Your assignment. Word for word, copy all of the entries.
■ ■ ■ ■ ■ ■ ■
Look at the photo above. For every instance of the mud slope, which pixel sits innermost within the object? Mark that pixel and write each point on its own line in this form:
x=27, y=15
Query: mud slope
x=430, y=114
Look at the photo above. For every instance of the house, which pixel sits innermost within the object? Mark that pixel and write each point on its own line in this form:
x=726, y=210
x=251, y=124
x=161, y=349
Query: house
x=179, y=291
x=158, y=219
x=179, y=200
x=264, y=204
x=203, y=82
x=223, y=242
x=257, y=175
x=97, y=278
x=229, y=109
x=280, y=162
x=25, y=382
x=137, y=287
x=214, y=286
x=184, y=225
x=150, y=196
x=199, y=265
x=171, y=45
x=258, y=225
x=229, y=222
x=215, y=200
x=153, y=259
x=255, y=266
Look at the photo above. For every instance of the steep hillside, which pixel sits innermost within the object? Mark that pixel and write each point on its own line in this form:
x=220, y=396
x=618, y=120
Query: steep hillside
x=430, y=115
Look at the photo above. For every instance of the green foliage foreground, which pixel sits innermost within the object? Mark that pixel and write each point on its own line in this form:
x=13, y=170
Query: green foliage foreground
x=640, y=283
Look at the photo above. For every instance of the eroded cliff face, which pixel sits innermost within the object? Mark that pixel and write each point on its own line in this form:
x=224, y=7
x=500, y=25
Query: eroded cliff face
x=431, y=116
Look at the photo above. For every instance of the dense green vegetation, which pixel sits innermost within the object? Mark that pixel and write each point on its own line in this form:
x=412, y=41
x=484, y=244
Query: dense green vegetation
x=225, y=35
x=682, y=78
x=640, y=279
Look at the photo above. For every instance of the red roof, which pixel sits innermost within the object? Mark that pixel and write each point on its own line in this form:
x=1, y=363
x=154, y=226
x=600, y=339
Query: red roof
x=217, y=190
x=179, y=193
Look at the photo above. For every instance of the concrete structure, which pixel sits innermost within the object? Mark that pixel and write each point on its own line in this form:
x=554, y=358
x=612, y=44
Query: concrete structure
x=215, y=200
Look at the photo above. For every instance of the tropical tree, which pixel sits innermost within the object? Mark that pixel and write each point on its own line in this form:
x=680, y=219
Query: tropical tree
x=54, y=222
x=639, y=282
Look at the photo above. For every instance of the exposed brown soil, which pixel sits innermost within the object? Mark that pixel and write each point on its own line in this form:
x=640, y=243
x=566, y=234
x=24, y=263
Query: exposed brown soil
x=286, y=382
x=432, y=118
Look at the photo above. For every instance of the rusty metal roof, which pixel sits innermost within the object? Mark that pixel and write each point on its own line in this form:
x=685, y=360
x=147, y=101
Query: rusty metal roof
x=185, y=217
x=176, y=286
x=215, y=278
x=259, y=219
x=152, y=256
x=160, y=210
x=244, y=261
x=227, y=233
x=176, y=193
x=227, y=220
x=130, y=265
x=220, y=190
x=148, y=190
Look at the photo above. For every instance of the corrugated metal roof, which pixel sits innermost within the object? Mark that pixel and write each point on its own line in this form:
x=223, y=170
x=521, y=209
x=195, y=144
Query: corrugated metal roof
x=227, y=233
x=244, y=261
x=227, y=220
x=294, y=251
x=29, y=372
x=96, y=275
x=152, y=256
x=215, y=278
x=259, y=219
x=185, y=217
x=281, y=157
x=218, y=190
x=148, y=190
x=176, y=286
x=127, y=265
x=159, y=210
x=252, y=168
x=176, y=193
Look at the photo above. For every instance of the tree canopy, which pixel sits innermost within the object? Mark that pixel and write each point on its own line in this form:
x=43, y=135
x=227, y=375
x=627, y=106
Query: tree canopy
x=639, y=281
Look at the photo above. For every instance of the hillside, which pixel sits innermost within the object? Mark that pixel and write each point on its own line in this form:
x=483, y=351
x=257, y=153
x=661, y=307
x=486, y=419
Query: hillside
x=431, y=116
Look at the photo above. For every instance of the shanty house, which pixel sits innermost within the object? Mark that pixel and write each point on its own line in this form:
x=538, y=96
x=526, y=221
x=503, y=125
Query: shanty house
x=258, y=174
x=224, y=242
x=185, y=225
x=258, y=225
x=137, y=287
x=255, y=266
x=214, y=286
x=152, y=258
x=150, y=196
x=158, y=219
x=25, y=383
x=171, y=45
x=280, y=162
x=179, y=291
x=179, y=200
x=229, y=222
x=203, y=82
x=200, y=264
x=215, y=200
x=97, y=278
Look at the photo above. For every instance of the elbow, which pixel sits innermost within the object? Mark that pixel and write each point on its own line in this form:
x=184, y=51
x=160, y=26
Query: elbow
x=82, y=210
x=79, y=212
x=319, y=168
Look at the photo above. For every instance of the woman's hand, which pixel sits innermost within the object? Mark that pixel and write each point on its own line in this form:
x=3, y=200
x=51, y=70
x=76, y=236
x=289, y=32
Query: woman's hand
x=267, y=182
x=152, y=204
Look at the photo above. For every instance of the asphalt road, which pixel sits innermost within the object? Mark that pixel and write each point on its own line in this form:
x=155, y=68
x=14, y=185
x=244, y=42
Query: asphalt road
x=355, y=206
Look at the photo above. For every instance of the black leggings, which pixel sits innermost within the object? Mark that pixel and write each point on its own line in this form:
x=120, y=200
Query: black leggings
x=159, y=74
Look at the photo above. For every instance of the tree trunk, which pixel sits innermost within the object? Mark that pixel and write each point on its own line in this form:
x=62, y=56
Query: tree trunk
■ ■ ■ ■ ■ ■ ■
Task response.
Look at the photo above. For every instance of the mud slope, which pixel sits innermost within the object? Mark that pixel and write each point on its own line in this form:
x=27, y=15
Query: mud slope
x=430, y=114
Look at the photo above. For every instance of the house, which pixel sits innermost within the object? Mark that pixel and write each point on its own line in this form:
x=726, y=210
x=251, y=124
x=161, y=349
Query: house
x=179, y=291
x=158, y=219
x=179, y=200
x=264, y=204
x=203, y=82
x=223, y=242
x=257, y=175
x=97, y=278
x=229, y=109
x=280, y=162
x=25, y=382
x=137, y=287
x=214, y=286
x=184, y=225
x=150, y=196
x=199, y=265
x=171, y=45
x=258, y=225
x=229, y=222
x=215, y=200
x=153, y=259
x=255, y=266
Look at the photo above. For every instance of the steep hillside, which pixel sits innermost within the object? Mark that pixel and write each point on its own line in this form:
x=220, y=396
x=618, y=120
Query: steep hillside
x=430, y=115
Look at the photo above. For every instance of the green foliage foreground, which pixel sits innermost within the object? Mark that pixel and write each point on its own line in this form:
x=13, y=170
Query: green foliage foreground
x=640, y=283
Look at the photo above. For every instance of the eroded cliff face, which pixel sits innermost within the object? Mark that pixel and write each point on its own line in this form:
x=224, y=7
x=500, y=25
Query: eroded cliff face
x=431, y=116
Look at the photo above. For every instance of the dense green vegetation, which pixel sits innermost within the object? Mark that pixel and write each point on its own line in this form:
x=412, y=41
x=484, y=244
Query: dense green vegetation
x=225, y=35
x=682, y=78
x=640, y=279
Look at the photo above. For every instance of the red roof, which pixel sits innermost within the object? Mark that pixel and write each point on its own line in this form:
x=1, y=363
x=154, y=226
x=600, y=339
Query: red roof
x=217, y=190
x=179, y=193
Look at the photo above. For every instance of the concrete structure, which pixel sits innermost within the object? Mark that pixel and write each point on its own line in this form:
x=554, y=358
x=612, y=44
Query: concrete structure
x=215, y=200
Look at the photo above. For every instance of the tropical tree, which pixel sits innermost within the object? Mark that pixel and write each point on its own line in this form:
x=680, y=219
Query: tropical tree
x=54, y=222
x=639, y=282
Look at the photo above. For every instance of the exposed brown soil, which pixel sits innermost within the object? Mark that pixel and write each point on its own line in this form:
x=640, y=243
x=566, y=234
x=24, y=263
Query: exposed brown soil
x=286, y=382
x=432, y=118
Look at the photo above. For every instance of the rusty metal roof, which pixel sits innermost within the object? Mark that pixel and write each point on its own line in this form:
x=685, y=360
x=147, y=101
Query: rusty metal roof
x=185, y=217
x=176, y=286
x=215, y=278
x=259, y=219
x=152, y=256
x=160, y=210
x=244, y=261
x=227, y=233
x=176, y=193
x=227, y=220
x=130, y=265
x=220, y=190
x=148, y=190
Look at the photo above. For every instance of the corrugated metal roof, which pixel sits innermost within the object? Mark that pixel and write each point on its own line in this form:
x=223, y=170
x=521, y=209
x=195, y=144
Query: corrugated metal roof
x=227, y=233
x=244, y=261
x=227, y=220
x=294, y=251
x=29, y=372
x=96, y=275
x=152, y=256
x=215, y=278
x=259, y=219
x=185, y=217
x=281, y=157
x=218, y=190
x=148, y=190
x=176, y=286
x=127, y=265
x=159, y=210
x=252, y=168
x=176, y=193
Look at the photo above. For every instance of the tree canopy, which pixel sits innermost within the object? Mark that pixel and write each point on its own line in this form:
x=43, y=135
x=227, y=375
x=627, y=106
Query: tree canopy
x=639, y=281
Look at the photo above. For every instance of the hillside, which pixel sits innermost within the object? Mark that pixel and write each point on its own line in this form:
x=483, y=351
x=257, y=153
x=661, y=307
x=486, y=419
Query: hillside
x=431, y=116
Look at the photo above. For every instance of the shanty house, which pixel sits innermost within the object? Mark that pixel and write each point on its own line in this form:
x=538, y=96
x=526, y=221
x=503, y=125
Query: shanty house
x=258, y=174
x=224, y=242
x=185, y=225
x=258, y=225
x=137, y=287
x=255, y=266
x=214, y=286
x=152, y=258
x=150, y=196
x=158, y=219
x=25, y=383
x=171, y=45
x=280, y=162
x=179, y=291
x=179, y=200
x=229, y=222
x=203, y=82
x=200, y=264
x=215, y=200
x=97, y=278
Look at the photo above. For every instance of the elbow, which pixel sits innermost within the object? Mark that pixel and write each point on its own line in this form:
x=184, y=51
x=160, y=26
Query: elbow
x=82, y=210
x=79, y=212
x=319, y=168
Look at the photo above. For every instance of the woman's hand, which pixel sits innermost within the object? Mark that pixel and write each point on its own line in this form:
x=3, y=200
x=51, y=70
x=76, y=236
x=289, y=32
Query: woman's hand
x=267, y=182
x=152, y=204
Look at the photo above. For every instance of the asphalt road, which pixel sits innermost within the object? Mark that pixel and write each point on its own line in this form:
x=155, y=68
x=14, y=185
x=244, y=42
Query: asphalt road
x=355, y=206
Look at the photo above. For every instance of the black leggings, which pixel sits innermost within the object? Mark that pixel and write each point on its own line in this form:
x=120, y=200
Query: black leggings
x=159, y=74
Look at the photo above. For every instance of the tree trunk, which pixel sits innermost within the object? Mark that pixel and write each point on its own line in this form:
x=62, y=56
Query: tree trunk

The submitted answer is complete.